**Your task**
In the records below, tally every line containing "lion". Report only the total.

**Material for this exercise**
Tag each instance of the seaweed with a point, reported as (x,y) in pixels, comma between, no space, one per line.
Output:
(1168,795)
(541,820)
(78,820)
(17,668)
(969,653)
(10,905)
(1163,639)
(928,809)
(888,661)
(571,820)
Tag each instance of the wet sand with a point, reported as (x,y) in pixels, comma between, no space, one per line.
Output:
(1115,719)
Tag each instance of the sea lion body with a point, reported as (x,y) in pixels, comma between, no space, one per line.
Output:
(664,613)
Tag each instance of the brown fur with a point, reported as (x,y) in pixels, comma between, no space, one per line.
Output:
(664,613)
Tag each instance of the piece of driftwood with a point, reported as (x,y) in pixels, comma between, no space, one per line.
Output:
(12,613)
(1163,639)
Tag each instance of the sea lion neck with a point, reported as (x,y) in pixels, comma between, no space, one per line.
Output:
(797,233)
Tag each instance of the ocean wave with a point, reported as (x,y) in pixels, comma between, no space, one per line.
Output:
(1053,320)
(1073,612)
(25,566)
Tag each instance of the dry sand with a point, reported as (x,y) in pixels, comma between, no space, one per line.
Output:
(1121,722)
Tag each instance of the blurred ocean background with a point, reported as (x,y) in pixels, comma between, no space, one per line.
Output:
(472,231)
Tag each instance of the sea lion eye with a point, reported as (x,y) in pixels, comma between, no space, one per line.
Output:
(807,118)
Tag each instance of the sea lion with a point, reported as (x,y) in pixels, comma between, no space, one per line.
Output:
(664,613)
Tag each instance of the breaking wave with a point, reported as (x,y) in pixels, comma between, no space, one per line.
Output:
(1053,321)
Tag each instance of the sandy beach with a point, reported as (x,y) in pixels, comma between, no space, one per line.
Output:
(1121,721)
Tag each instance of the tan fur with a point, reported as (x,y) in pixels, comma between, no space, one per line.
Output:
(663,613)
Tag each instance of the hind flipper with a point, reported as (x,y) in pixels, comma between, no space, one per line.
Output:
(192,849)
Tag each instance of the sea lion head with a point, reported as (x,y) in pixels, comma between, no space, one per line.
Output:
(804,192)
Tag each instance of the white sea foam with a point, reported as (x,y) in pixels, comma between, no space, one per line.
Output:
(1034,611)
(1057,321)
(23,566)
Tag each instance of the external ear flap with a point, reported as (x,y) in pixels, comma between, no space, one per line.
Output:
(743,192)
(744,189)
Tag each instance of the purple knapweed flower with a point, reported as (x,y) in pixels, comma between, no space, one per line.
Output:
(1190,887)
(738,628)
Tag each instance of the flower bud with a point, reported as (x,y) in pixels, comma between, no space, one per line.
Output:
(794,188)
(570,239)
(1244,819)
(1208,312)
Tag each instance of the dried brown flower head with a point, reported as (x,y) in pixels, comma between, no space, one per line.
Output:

**Exercise answer**
5